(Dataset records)
------------------------------

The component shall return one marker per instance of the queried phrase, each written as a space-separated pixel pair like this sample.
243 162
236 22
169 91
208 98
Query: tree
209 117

------------------------------

Work to do: Rewrite the listing above, switching "Query" to "Search term" and leaving everything else as it is.

Solution for this task:
The component shall return one marker per instance of the queried phrase, each written as a space-separated pixel pair like this sample.
243 162
236 22
169 91
208 98
Search term: tree
209 117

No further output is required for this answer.